Work to complete -
1. From the article on July consumer prices, write out word for word the passage that opens with the words "The Consumer Price" and closes with "released on Thursday.".
2. Which categories does the article on July consumer prices say decreased last month? List every one.
3. Pick up the article on July consumer prices after its last sentence and carry it forward.

Text provided -
Consumer prices rose moderately in July amid lower costs for goods, including used cars, as the Federal Reserve’s battle to cool inflation showed signs of progress.
The Consumer Price Index — a closely-watched measure of inflation that tracks changes in the costs of everyday goods and services — rose 3.2% in July versus a year earlier, according to data released on Thursday.
July’s acceleration is slightly above June’s 3% annual gain in prices, though it pales in comparison to June 2022, when inflation peaked at 9.1% to hit a four-decade high.
The core CPI — which excludes volatile food and energy prices — rose 0.2% from a month ago, matching the 0,2% increase in June.
The leveling off in the key gauge monitored by the Fed could sway the central bankers to halt another interest rate hike when the agency meets next month.
The CPI’s 3.2% increase was slightly lower than the 3.3% advance economists expected, remains above the Fed’s 2% target.

Core CPI was up 4.7% over the last 12 months, right on par with what economists expected.
Rising housing costs were by far the largest contributor to July’s uptick in prices, accounting for 90% of the advance, the Bureau of Labor Statistics reported.
The indexes for motor vehicle insurance, education and recreation also remained strong.
The food index increased 0.2% in July, with beef increasing the most, at 2.4%. Fruits and vegetables increased 0.4% last month.
Energy, meanwhile, rose 0.1%, despite pain at the pump as gas prices hit an eight-month high late last month.
Airline fares, used cars and trucks, medical care and communication decreased last month, the report said.
The latest figures come after the Fed hiked rates another 25 basis points to a 22-year high last month, making the benchmark federal-funds rate to a range between 5.25% and 5.5%.

Given information -
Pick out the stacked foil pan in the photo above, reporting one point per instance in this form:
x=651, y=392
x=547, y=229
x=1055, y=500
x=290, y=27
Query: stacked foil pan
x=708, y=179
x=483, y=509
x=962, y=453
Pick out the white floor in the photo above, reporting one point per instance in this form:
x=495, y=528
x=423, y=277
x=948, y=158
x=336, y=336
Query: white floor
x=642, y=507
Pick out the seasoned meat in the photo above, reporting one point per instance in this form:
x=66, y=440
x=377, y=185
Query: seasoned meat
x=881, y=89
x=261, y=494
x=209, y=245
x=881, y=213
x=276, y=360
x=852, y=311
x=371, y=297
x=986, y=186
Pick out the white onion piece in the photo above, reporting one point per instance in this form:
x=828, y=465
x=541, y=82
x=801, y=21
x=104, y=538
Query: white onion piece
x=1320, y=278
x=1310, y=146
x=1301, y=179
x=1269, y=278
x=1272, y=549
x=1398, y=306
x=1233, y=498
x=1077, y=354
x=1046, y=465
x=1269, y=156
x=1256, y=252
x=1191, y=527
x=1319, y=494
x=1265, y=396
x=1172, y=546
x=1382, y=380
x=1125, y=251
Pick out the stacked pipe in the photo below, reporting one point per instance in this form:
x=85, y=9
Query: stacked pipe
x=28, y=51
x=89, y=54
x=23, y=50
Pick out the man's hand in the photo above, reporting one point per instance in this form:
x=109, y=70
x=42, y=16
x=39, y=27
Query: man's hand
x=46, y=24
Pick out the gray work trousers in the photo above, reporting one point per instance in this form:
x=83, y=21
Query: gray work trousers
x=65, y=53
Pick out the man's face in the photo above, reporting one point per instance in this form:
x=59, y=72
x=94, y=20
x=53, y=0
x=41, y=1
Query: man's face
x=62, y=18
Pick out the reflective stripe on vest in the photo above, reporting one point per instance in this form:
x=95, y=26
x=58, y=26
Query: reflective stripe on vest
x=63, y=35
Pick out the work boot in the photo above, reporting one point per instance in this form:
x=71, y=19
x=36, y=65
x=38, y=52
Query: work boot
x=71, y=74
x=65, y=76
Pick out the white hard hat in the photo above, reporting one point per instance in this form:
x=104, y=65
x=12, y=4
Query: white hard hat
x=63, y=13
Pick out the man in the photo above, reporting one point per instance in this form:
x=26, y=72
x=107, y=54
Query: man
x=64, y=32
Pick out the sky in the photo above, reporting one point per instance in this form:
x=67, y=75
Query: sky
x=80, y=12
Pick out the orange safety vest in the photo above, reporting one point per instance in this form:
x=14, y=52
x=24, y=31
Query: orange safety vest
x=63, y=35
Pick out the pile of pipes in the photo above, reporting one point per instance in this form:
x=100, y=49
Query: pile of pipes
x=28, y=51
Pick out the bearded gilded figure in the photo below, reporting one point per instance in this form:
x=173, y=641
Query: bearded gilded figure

Responses to the exercise -
1.
The Consumer Price Index — a closely-watched measure of inflation that tracks changes in the costs of everyday goods and services — rose 3.2% in July versus a year earlier, according to data released on Thursday.

2.
Airline fares
Used cars and trucks
Medical care
Communication

3.
Economists have been divided on whether more rate hikes are pending, especially since ratings agency Fitch downgraded the US top-tier sovereign credit from AAA to AA+, citing the possibility that the economy will slip into a mild recession later this year.
The view contradicts the opinion offered by Fed officials, who have said that they’re no longer forecasting a recession.
“We do have a shot” for inflation to return to target without high levels of job losses, Powell said.
According to LPL Financial’s Chief Economist Jeffrey Roach, Thursday’s CPI figures indicate “the Fed should be able to hold rates steady as the economy exhibits a bit more softness in economic growth.”
Bloomberg economists have also predicted that the “July rate hike was the final one before an extended pause.”

The Fed will also look at the Labor Department’s hiring report for July as it considers whether it’s done enough to snuff out inflation.
Last month, US employers added 187,000 jobs, the lowest number since COVID peaked in 2020, though unemployment remained little changed month-over-month, at 3.5%.
The labor market has showed surprising resiliency over the last couple of months, adding 209,000 jobs in June and a robust 339,000 jobs in May.
The US is currently enjoying a 30-month streak of monthly job gains.